The problem – Your copy must hold all of the data below, unchanged and without images.

Source data –
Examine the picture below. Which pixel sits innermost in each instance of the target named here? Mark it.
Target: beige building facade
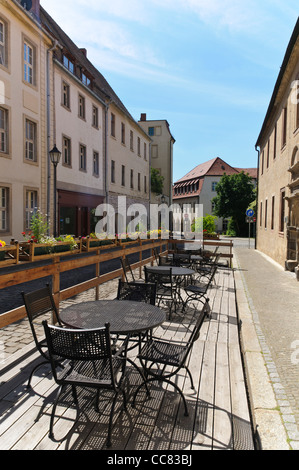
(24, 53)
(198, 187)
(278, 148)
(161, 154)
(51, 94)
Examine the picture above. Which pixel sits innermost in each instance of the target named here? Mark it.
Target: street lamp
(55, 155)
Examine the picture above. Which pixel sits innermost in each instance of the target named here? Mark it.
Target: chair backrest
(196, 330)
(137, 291)
(127, 268)
(79, 345)
(194, 334)
(164, 261)
(38, 303)
(158, 277)
(180, 259)
(156, 255)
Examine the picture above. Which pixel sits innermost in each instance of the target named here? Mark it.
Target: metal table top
(175, 270)
(124, 316)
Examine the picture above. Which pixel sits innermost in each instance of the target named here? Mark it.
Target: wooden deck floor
(218, 418)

Task solution –
Examine the picture below. Which pixel sits innermost in each instance of the target named here? Mark it.
Target: beige building facade
(24, 53)
(198, 187)
(278, 148)
(161, 154)
(51, 94)
Examine the picture above. Which pixel sits innermost in each instance of the target named here? Mark it.
Target: street lamp
(55, 155)
Examine the picture above. Which pixel sits innermost in each instance of the target named here? Mark it.
Target: chair backrest
(196, 330)
(137, 291)
(127, 268)
(79, 345)
(194, 334)
(164, 261)
(38, 303)
(158, 277)
(180, 259)
(156, 255)
Examine the picture above. Which pixel sits innermost in each instance of the target named here? Mark it.
Target: metal table top
(175, 270)
(124, 316)
Examine the picture above. Which pixel sits innermost in each instance of the target named here? Mark it.
Target: wooden deck floor
(218, 418)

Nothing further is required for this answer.